◆ BRIEF
Give back exactly the lines from the one containing "Expected: for every instance of the qr" through the end of the records, including both, and no others.

◆ Records from a dataset
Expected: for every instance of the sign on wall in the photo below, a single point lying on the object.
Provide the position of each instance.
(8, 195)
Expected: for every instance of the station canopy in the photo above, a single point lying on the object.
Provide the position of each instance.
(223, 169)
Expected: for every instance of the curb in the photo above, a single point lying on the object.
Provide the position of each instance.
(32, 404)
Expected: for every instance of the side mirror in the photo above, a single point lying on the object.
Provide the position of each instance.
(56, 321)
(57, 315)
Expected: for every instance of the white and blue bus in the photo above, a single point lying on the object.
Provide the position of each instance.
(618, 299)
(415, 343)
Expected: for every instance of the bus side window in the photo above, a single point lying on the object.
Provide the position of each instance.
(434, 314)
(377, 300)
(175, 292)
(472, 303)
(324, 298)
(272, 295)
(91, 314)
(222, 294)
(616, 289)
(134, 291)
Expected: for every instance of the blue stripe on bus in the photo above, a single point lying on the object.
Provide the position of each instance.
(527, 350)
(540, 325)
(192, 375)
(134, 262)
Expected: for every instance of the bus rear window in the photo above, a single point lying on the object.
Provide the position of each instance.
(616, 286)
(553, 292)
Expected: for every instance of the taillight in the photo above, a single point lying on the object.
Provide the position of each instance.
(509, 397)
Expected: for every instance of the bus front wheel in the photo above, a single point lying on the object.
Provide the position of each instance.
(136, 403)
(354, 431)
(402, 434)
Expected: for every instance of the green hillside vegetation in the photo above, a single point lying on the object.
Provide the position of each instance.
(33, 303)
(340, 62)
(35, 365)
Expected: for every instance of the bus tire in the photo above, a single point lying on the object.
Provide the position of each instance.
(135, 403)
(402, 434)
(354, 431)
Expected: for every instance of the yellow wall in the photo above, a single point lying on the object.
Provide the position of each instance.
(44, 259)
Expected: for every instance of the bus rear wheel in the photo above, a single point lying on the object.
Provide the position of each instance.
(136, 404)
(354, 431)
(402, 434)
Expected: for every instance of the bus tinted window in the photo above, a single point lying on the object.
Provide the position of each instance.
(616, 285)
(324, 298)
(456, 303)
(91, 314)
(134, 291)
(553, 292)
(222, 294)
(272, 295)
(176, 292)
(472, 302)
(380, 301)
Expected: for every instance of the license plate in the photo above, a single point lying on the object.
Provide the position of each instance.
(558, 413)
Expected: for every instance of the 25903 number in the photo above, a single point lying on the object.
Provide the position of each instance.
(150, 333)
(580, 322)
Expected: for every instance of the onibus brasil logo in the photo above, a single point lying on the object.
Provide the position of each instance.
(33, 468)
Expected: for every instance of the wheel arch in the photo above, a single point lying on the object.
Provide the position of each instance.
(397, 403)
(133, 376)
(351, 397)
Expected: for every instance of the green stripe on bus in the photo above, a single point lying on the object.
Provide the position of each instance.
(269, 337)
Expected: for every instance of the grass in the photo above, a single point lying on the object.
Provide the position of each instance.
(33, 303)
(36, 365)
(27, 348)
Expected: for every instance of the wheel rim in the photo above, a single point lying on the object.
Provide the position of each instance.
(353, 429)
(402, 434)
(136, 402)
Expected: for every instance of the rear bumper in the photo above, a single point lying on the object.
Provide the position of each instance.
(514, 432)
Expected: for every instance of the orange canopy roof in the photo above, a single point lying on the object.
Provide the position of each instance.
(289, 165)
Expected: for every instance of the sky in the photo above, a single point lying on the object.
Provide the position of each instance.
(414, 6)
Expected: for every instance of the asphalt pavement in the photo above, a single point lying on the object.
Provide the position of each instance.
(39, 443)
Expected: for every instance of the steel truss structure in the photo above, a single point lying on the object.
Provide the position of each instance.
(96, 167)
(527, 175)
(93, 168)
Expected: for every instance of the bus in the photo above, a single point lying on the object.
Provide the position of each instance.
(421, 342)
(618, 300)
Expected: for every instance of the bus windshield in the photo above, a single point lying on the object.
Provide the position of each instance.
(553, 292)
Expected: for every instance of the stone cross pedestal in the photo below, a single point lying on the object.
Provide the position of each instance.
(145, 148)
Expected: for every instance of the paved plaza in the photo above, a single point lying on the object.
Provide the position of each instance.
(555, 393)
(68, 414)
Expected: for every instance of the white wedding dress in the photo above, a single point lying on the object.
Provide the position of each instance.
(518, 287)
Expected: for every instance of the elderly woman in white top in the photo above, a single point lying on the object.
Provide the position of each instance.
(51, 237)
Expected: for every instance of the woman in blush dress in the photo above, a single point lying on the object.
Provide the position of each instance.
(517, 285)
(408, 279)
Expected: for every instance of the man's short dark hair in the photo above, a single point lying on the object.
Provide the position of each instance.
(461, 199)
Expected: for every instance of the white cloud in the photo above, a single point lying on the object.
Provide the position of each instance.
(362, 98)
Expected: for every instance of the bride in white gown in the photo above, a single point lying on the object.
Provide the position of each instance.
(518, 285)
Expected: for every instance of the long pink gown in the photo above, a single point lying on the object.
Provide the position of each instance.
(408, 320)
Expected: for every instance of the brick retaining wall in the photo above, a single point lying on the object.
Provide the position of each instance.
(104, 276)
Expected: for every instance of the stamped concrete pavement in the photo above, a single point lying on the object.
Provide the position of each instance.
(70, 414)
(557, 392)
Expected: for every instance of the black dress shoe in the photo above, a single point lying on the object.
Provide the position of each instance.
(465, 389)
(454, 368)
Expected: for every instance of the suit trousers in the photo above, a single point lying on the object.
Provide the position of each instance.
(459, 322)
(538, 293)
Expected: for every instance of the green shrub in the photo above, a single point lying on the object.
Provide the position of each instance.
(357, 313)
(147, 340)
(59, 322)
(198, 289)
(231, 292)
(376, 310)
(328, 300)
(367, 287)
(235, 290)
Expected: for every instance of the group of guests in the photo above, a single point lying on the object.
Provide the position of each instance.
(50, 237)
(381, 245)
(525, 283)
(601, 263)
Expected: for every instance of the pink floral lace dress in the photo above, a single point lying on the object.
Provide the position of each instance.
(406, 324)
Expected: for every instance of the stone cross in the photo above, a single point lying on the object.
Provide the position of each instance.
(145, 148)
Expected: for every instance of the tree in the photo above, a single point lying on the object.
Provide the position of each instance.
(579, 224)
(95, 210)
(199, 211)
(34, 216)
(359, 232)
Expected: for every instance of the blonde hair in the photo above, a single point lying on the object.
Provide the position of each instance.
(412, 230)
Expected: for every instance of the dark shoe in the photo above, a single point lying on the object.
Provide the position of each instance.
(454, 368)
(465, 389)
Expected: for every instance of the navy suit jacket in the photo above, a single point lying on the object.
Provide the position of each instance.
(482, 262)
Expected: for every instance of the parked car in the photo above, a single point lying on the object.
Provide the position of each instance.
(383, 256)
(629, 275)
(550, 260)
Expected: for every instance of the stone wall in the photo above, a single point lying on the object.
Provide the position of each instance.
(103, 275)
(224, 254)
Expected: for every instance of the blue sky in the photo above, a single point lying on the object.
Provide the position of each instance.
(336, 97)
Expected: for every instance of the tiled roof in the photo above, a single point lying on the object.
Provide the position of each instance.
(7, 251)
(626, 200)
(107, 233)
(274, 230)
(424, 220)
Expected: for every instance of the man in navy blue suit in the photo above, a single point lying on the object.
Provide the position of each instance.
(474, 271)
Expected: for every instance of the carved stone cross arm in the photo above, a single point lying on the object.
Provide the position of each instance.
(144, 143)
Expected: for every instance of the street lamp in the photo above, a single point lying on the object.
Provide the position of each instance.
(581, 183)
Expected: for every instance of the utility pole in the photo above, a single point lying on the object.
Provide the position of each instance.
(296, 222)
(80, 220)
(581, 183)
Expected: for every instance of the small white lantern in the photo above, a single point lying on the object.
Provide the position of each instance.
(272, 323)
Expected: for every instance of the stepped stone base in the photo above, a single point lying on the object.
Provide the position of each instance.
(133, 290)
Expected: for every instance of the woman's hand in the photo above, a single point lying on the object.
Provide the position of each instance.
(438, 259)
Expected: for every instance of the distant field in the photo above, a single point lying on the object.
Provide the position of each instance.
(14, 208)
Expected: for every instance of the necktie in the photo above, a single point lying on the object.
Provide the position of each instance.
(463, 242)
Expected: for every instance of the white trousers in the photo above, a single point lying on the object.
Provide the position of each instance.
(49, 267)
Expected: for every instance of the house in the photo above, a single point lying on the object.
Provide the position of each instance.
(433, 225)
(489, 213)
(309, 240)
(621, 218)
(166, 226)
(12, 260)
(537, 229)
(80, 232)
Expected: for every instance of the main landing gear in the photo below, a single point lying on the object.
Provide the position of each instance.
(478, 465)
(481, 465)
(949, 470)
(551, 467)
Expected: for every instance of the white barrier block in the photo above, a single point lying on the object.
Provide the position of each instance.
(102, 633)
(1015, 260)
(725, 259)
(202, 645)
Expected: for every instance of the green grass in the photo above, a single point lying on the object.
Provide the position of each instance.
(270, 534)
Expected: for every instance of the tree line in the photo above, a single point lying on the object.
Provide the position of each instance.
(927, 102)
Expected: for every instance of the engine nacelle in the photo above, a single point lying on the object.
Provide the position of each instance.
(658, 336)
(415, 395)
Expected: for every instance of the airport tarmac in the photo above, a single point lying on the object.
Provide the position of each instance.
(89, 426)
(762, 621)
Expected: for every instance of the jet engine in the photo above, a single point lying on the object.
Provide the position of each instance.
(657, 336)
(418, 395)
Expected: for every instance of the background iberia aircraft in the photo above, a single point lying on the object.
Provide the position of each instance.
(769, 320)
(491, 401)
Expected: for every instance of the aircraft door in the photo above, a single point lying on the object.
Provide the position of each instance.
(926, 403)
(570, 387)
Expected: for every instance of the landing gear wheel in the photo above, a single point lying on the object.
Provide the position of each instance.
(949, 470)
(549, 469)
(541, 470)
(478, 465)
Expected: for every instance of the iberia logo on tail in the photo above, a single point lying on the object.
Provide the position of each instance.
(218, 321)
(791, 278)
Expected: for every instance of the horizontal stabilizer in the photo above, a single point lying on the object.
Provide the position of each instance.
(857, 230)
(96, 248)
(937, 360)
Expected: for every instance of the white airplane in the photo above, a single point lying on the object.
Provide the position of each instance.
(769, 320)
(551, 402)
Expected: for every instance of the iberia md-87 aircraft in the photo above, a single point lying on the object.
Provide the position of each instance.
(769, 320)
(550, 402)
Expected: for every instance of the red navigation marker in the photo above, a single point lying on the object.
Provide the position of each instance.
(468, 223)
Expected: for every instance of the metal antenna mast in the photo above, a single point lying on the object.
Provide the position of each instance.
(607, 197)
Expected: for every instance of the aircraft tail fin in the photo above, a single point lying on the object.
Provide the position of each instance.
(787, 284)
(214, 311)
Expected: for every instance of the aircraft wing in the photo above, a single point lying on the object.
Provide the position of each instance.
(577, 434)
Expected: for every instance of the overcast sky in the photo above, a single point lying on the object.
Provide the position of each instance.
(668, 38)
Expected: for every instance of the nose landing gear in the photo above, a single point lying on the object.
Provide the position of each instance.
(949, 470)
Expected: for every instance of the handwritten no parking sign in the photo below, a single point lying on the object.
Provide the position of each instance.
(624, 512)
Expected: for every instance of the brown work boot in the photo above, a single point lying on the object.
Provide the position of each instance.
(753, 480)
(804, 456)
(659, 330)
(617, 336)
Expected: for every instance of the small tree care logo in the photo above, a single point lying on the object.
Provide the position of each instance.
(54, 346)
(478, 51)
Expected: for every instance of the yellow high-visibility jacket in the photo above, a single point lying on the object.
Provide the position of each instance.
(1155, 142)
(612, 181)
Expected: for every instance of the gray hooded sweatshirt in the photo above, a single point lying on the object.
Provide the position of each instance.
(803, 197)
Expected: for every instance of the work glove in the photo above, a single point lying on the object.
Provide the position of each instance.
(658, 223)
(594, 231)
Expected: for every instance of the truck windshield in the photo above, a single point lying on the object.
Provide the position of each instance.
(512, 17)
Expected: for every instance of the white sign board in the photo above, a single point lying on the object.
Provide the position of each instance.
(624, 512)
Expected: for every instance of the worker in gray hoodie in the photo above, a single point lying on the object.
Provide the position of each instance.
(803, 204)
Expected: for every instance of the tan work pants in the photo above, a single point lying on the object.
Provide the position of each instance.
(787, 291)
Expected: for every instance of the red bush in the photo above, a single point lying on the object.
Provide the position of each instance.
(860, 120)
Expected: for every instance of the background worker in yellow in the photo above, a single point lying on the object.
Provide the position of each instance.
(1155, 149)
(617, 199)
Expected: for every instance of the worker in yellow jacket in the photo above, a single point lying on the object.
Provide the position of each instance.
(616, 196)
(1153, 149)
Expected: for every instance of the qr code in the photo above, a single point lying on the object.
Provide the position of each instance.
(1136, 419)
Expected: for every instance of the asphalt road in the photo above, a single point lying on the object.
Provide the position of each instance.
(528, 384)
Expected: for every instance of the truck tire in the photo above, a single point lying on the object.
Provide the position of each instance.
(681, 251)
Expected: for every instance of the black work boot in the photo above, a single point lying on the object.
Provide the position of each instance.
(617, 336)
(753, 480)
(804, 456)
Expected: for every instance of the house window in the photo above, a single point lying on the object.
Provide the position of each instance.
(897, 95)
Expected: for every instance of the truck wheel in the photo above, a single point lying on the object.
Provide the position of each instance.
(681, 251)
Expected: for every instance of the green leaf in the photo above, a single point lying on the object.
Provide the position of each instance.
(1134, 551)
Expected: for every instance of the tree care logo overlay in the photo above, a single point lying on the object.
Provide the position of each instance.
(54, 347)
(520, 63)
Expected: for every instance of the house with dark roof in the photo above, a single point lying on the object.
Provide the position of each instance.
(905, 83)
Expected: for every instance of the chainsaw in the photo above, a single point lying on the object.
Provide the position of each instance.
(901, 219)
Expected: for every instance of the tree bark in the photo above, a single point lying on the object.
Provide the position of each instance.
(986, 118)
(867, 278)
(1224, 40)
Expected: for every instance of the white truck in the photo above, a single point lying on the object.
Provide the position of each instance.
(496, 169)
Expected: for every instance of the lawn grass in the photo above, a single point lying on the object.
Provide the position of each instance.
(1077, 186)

◆ SOLUTION TO THIS PROBLEM
Expected: for every instance of the qr code in the photo above, a single point lying on the object.
Provide the position of each instance.
(1136, 419)
Expected: for every instance of the asphalt road in the photo above, a single point lying on the object.
Provide the position of each instance.
(528, 384)
Expected: for every instance of the truck tire in the photo above, a single point lying on the object.
Provide the position of each instance.
(681, 251)
Expected: for every instance of the black work boot in the photo above, a single point lying on the object.
Provide the position of each instance.
(617, 336)
(753, 480)
(804, 456)
Expected: for every instance of the house window in the photo above, a single point lying on the object.
Provide the position of each instance.
(897, 95)
Expected: for every instance of the truck wheel in the photo above, a single point lying on the object.
Provide the position of each instance.
(681, 251)
Expected: for every instance of the green leaf in the photo above, a single point lying on the object.
Provide the position of each instance.
(1134, 551)
Expected: for every instance of the tree care logo overlay in the photo above, a single point lying on the object.
Provide the position of each instance.
(54, 347)
(520, 63)
Expected: for every instance of the house with dark roof in the photo above, a single point lying on the object.
Provide the position of each instance.
(905, 83)
Expected: for every instance of the chainsaw in the photo above, a single point lying on the object.
Provide the position of each instance.
(901, 219)
Expected: for every instance of the tree bark in the photo above, a single point lying on the object.
Provide the position of each instance.
(986, 118)
(867, 278)
(1224, 40)
Expected: for every instance of the white truck in the photo above, a single point lying on the object.
Provide the position of each instance.
(496, 169)
Expected: for every instance of the lawn grass in the photo above, a single point lying on the object.
Provide the position of each instance.
(1077, 186)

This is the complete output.